# WORK REQUIRED:
Restate, word for word, the run of lines that starts at the line containing "of the weathered" and ends with the final line of the listing. Leave pictures out.

# INPUT RECORDS:
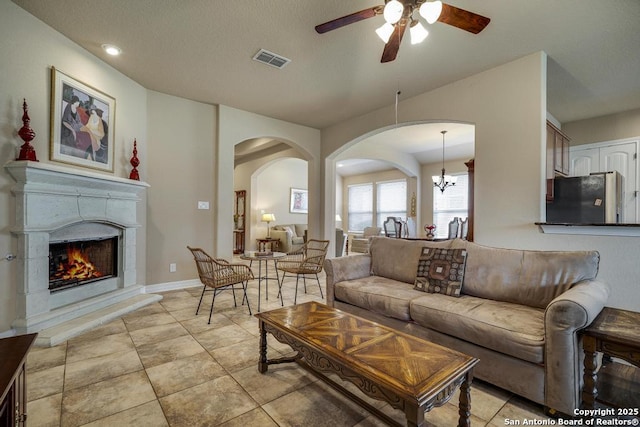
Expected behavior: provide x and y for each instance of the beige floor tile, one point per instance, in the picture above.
(276, 382)
(45, 412)
(85, 349)
(197, 324)
(207, 404)
(154, 319)
(145, 311)
(157, 333)
(146, 415)
(222, 337)
(254, 418)
(179, 300)
(166, 351)
(314, 405)
(486, 400)
(45, 382)
(96, 369)
(240, 355)
(183, 373)
(447, 415)
(517, 409)
(114, 327)
(40, 358)
(93, 402)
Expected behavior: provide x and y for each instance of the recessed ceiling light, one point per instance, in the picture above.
(112, 49)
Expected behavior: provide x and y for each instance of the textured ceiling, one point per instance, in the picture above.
(202, 50)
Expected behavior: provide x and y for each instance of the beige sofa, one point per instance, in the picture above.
(519, 311)
(292, 236)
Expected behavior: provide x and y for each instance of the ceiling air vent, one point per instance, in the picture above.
(271, 58)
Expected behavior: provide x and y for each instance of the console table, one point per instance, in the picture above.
(274, 244)
(614, 333)
(13, 379)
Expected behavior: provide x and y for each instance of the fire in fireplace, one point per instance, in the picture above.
(77, 263)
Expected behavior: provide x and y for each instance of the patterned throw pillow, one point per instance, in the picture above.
(441, 271)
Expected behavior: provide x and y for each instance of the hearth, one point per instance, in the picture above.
(71, 220)
(82, 262)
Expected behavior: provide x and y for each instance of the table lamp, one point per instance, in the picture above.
(268, 218)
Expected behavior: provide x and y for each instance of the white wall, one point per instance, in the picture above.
(28, 50)
(180, 170)
(273, 189)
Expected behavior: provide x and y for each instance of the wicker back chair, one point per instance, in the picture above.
(307, 260)
(217, 274)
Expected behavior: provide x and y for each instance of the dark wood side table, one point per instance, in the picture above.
(615, 333)
(13, 379)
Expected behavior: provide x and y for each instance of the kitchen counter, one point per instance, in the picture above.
(624, 230)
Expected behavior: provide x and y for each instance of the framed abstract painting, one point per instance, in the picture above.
(82, 123)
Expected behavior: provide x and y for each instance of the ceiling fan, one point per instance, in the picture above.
(398, 14)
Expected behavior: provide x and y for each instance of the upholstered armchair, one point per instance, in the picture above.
(360, 242)
(291, 236)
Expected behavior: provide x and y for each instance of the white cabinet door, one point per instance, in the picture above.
(622, 158)
(611, 157)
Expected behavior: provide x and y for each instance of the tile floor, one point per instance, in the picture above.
(164, 366)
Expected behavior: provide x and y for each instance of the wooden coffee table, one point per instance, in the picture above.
(409, 373)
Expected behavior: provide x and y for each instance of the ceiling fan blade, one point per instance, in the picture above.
(349, 19)
(463, 19)
(391, 48)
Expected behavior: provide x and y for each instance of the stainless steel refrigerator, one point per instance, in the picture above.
(592, 199)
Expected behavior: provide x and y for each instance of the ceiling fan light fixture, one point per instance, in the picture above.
(418, 32)
(431, 10)
(393, 11)
(385, 31)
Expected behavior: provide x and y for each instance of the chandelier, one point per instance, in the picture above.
(394, 11)
(443, 181)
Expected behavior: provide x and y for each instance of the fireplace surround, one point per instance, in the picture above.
(55, 204)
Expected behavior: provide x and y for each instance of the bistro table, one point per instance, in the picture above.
(264, 257)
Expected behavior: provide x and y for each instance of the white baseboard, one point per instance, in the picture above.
(171, 286)
(7, 334)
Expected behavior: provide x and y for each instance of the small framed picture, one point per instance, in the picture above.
(82, 123)
(299, 201)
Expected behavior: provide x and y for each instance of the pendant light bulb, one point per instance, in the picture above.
(393, 11)
(385, 31)
(431, 10)
(418, 32)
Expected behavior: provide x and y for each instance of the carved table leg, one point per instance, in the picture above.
(464, 407)
(414, 414)
(262, 363)
(589, 390)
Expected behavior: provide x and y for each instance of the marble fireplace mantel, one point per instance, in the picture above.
(49, 199)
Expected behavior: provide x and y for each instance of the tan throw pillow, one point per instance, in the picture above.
(441, 271)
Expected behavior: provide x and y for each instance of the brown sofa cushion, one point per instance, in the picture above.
(398, 258)
(441, 271)
(508, 328)
(379, 294)
(528, 277)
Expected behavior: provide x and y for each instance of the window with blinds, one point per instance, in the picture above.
(360, 206)
(454, 202)
(391, 200)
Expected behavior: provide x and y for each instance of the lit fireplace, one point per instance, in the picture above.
(77, 263)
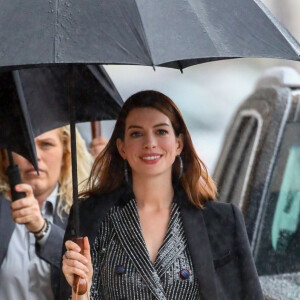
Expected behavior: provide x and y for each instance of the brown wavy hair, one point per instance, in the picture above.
(108, 170)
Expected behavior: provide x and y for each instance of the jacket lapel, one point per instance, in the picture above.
(7, 226)
(174, 243)
(199, 247)
(127, 226)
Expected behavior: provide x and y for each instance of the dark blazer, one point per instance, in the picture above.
(50, 252)
(217, 242)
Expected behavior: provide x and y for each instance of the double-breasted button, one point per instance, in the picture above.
(120, 270)
(184, 274)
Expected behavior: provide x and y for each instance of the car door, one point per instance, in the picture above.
(259, 170)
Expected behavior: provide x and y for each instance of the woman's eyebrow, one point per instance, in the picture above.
(161, 124)
(140, 127)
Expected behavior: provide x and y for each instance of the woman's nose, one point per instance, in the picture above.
(150, 142)
(38, 153)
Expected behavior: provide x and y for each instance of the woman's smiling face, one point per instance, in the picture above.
(49, 149)
(150, 145)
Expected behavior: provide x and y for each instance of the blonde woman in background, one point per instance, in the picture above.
(32, 228)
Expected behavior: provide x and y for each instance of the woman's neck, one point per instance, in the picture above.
(153, 193)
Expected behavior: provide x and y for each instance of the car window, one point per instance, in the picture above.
(238, 163)
(278, 246)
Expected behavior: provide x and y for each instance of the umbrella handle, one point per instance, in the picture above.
(79, 284)
(96, 129)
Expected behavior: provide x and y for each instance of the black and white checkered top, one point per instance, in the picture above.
(122, 266)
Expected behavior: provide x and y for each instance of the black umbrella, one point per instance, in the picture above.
(33, 101)
(169, 33)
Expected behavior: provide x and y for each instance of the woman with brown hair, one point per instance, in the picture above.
(150, 214)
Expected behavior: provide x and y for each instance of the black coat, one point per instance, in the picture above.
(51, 251)
(217, 242)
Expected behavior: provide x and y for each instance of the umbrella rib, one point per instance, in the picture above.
(55, 34)
(145, 35)
(284, 32)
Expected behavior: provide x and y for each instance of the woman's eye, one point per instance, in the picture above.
(47, 144)
(135, 134)
(162, 131)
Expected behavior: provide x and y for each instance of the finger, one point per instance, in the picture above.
(70, 270)
(86, 248)
(25, 219)
(70, 245)
(25, 202)
(75, 256)
(26, 188)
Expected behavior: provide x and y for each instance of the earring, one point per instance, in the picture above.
(180, 166)
(126, 176)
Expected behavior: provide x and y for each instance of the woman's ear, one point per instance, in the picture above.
(179, 144)
(120, 146)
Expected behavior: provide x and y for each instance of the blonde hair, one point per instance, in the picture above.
(84, 164)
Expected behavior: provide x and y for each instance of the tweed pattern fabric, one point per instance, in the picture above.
(122, 266)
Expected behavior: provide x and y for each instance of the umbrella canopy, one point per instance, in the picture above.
(169, 33)
(33, 101)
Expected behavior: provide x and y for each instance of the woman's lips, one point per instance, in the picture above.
(151, 158)
(34, 172)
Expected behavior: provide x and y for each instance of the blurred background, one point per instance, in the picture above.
(207, 94)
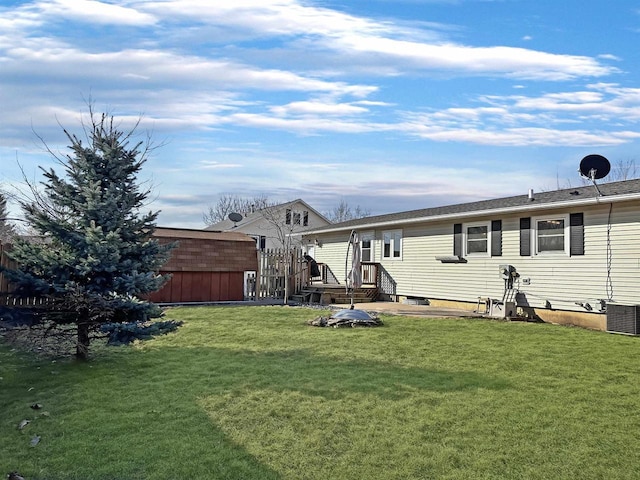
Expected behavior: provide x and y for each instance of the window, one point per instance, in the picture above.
(366, 247)
(477, 239)
(261, 241)
(392, 244)
(296, 218)
(551, 235)
(560, 234)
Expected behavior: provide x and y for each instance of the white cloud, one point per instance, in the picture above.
(316, 107)
(350, 35)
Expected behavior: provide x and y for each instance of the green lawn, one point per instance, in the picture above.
(255, 393)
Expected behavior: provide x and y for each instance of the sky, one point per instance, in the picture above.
(391, 105)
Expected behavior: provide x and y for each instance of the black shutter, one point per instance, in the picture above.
(457, 239)
(525, 237)
(576, 234)
(496, 238)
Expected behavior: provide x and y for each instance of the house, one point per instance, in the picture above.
(275, 226)
(560, 256)
(205, 266)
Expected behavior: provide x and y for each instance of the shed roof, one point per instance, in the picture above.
(565, 198)
(167, 232)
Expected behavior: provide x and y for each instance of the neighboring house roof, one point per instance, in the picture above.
(165, 232)
(566, 198)
(228, 225)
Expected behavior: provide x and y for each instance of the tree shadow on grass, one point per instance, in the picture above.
(141, 415)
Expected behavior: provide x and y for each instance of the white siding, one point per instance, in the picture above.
(558, 279)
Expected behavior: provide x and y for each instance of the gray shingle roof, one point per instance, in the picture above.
(576, 194)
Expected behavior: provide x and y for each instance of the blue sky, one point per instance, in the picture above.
(387, 104)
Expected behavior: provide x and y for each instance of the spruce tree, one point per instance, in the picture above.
(7, 231)
(96, 258)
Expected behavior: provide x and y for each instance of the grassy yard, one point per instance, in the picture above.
(255, 393)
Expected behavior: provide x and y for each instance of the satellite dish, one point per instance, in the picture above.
(235, 217)
(594, 167)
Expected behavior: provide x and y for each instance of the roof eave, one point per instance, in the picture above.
(480, 213)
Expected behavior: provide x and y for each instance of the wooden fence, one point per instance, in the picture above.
(277, 270)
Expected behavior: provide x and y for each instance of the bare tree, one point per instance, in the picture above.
(344, 212)
(227, 204)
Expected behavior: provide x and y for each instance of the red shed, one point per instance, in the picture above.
(205, 266)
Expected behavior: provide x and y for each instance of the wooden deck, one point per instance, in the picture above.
(330, 293)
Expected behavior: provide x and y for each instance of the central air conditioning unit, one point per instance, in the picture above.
(623, 318)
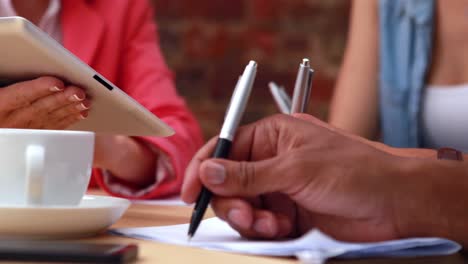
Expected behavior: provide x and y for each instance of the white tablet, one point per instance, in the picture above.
(27, 52)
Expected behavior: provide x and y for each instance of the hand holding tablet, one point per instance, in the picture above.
(28, 53)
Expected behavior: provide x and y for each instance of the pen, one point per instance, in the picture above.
(302, 88)
(232, 119)
(281, 98)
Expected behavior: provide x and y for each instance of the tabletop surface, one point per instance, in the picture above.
(141, 215)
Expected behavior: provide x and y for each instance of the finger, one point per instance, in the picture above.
(248, 179)
(70, 95)
(71, 109)
(251, 222)
(22, 94)
(66, 122)
(37, 115)
(252, 142)
(191, 186)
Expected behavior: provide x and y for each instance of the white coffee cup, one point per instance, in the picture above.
(44, 167)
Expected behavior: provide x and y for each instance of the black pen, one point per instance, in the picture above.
(236, 109)
(302, 88)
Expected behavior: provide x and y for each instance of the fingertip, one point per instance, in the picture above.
(51, 83)
(240, 218)
(265, 225)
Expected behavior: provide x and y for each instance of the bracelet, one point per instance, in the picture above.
(449, 154)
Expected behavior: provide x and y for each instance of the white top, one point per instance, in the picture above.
(444, 117)
(49, 23)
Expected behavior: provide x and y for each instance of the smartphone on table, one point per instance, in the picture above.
(63, 251)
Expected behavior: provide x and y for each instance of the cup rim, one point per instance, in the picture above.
(43, 131)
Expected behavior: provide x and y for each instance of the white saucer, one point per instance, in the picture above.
(93, 215)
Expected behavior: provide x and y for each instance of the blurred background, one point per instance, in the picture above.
(207, 44)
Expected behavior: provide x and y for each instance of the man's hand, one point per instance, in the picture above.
(287, 175)
(42, 103)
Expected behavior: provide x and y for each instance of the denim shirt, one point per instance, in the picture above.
(406, 28)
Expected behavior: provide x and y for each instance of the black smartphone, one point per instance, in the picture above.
(62, 251)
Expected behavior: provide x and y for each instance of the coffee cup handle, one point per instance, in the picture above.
(35, 157)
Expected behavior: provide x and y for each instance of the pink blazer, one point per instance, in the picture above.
(118, 38)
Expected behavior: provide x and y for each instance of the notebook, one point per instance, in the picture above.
(214, 234)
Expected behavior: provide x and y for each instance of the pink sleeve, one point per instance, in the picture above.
(145, 77)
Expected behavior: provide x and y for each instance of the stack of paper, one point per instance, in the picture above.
(217, 235)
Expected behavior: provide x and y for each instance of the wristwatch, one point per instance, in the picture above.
(449, 154)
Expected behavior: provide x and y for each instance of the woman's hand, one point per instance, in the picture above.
(288, 175)
(42, 103)
(126, 158)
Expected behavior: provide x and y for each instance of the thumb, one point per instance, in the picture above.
(247, 179)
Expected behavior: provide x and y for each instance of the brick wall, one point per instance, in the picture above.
(207, 43)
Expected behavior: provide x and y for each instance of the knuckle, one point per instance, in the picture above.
(49, 81)
(247, 175)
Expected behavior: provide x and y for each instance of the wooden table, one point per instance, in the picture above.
(140, 215)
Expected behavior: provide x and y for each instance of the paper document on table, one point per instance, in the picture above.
(169, 201)
(215, 234)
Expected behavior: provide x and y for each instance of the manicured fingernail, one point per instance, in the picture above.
(262, 226)
(215, 173)
(82, 107)
(55, 89)
(75, 98)
(82, 116)
(235, 217)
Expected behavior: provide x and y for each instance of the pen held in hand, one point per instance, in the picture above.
(232, 120)
(302, 88)
(282, 100)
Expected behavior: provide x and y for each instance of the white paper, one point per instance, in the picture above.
(215, 234)
(169, 201)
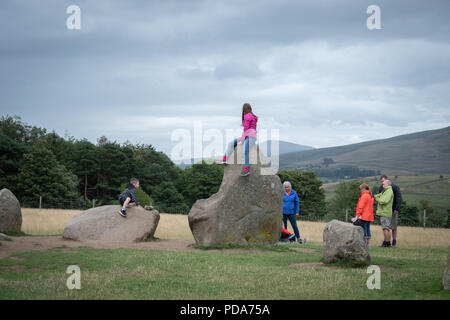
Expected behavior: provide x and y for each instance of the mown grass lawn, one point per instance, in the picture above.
(226, 274)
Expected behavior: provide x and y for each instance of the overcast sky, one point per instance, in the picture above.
(138, 70)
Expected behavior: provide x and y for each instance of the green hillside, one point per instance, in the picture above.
(420, 153)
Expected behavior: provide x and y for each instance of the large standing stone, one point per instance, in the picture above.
(10, 212)
(105, 224)
(344, 242)
(245, 210)
(446, 277)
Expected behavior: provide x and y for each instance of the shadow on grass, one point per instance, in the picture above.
(275, 247)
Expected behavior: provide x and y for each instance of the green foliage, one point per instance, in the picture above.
(153, 167)
(200, 181)
(42, 175)
(143, 197)
(18, 131)
(168, 199)
(309, 190)
(11, 160)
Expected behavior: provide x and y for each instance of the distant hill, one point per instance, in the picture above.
(284, 147)
(426, 152)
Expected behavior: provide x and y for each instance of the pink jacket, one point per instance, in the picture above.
(249, 126)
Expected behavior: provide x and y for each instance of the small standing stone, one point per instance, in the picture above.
(344, 242)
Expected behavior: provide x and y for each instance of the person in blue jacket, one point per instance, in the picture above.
(291, 206)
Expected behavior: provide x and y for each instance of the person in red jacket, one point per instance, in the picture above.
(364, 210)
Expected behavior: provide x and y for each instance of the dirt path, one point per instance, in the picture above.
(38, 243)
(21, 244)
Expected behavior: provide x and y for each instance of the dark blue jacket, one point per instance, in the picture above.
(291, 204)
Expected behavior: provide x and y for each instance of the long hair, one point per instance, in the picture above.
(246, 108)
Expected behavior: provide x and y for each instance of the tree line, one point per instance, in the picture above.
(35, 163)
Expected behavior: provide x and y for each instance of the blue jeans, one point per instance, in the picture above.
(366, 227)
(247, 142)
(293, 221)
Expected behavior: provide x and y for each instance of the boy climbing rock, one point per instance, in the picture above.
(129, 197)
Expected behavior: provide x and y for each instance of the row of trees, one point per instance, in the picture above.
(35, 163)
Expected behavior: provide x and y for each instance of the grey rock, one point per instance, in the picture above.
(446, 277)
(105, 224)
(245, 210)
(10, 212)
(344, 242)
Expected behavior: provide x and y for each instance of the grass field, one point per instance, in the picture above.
(288, 271)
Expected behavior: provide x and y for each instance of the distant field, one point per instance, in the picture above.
(414, 189)
(174, 226)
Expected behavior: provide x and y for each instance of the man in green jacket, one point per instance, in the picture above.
(385, 200)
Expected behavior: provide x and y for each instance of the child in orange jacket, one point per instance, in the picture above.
(364, 211)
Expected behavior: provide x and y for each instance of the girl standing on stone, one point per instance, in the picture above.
(248, 138)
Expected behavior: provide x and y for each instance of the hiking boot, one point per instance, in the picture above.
(123, 213)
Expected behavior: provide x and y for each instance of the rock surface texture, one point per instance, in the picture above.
(344, 242)
(245, 210)
(105, 224)
(10, 212)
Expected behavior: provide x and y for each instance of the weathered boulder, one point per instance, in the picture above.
(344, 242)
(446, 277)
(10, 212)
(4, 237)
(245, 210)
(105, 224)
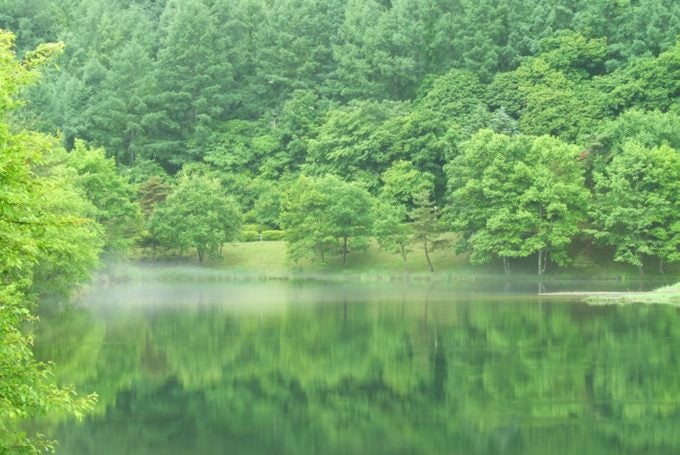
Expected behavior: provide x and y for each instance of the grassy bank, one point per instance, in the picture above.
(268, 259)
(667, 295)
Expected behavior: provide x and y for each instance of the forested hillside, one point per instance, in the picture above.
(523, 126)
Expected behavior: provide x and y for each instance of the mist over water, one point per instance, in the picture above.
(245, 366)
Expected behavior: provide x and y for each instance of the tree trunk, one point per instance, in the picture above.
(506, 265)
(344, 252)
(542, 261)
(427, 256)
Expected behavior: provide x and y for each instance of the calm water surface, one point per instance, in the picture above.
(289, 368)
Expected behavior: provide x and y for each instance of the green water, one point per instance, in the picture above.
(285, 368)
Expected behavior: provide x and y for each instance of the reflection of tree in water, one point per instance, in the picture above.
(477, 377)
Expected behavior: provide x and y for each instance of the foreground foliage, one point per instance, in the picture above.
(48, 243)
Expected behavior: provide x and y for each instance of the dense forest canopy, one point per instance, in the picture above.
(516, 118)
(525, 128)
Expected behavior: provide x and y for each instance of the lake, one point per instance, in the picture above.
(384, 368)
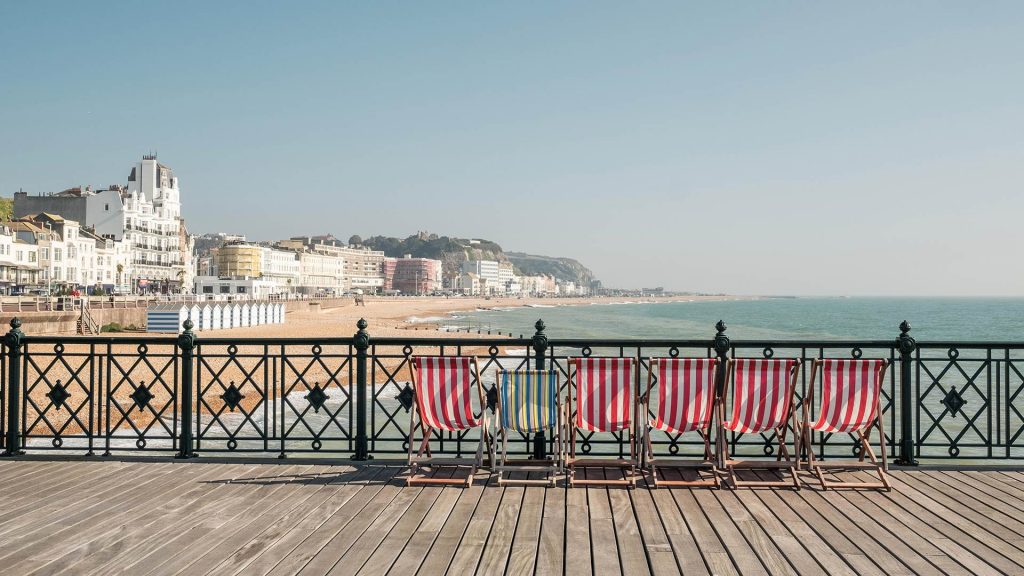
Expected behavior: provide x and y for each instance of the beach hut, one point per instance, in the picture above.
(206, 314)
(236, 315)
(196, 315)
(216, 316)
(166, 318)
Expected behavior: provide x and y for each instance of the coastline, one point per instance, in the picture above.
(396, 317)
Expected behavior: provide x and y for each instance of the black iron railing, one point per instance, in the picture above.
(351, 396)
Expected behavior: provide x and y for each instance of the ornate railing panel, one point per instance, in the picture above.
(352, 397)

# COMPLETED TASK:
Expected behavior: provide x and y for each instance of the weathered boulder, one point per instance, in the picture above.
(344, 242)
(446, 277)
(10, 212)
(4, 237)
(245, 210)
(105, 224)
Expected behavior: provide x and y for each instance of the grassy bank, one point per instance, in the picture above.
(268, 259)
(667, 295)
Expected behavior: provide x and y for each instance of the forested hillside, one point per instance, in the picture above.
(523, 126)
Expected behavior: provide x and y for each instance of the mist over water, one point per instance, in the picture above.
(245, 366)
Expected behavior: provide x and y for each instance of the tree trunk, one point per instance, in the picture above.
(506, 265)
(344, 252)
(542, 261)
(427, 256)
Expected behavior: provide x and y for each instance of the calm water surface, one point per instance, in the picture above.
(289, 368)
Expected behavior: provide x and y for each instance of the green water, one point per instance, in the picture above.
(285, 368)
Expected behavior: provide x and y for each instance of the reflection of tree in water, one point per instance, in the picture above.
(477, 377)
Expected behavior: provide x and y for each instance of the foreground foliage, one point per instance, in the picture above.
(48, 243)
Expected behavior: provide x and y for each instance of the dense forest canopy, one point per instance, in the picture above.
(516, 118)
(525, 128)
Expected behavior: provide x and y for each instance of the lake, one point per instance, in the picture above.
(384, 368)
Expected behavior: provide x and y for each instance of the beach hut, one point per instance, in the picture above.
(206, 314)
(236, 315)
(196, 315)
(216, 316)
(166, 318)
Expected behavior: provide x and y for each instance of the coastline, one point per instance, in the picture above.
(396, 317)
Expected behavior: provide x and y for each instance of the black iron railing, one point per instance, in the picture above.
(351, 396)
Expected behavior: provide x and y for each instance of the ornate railing panel, one point per instance, in the picture above.
(352, 397)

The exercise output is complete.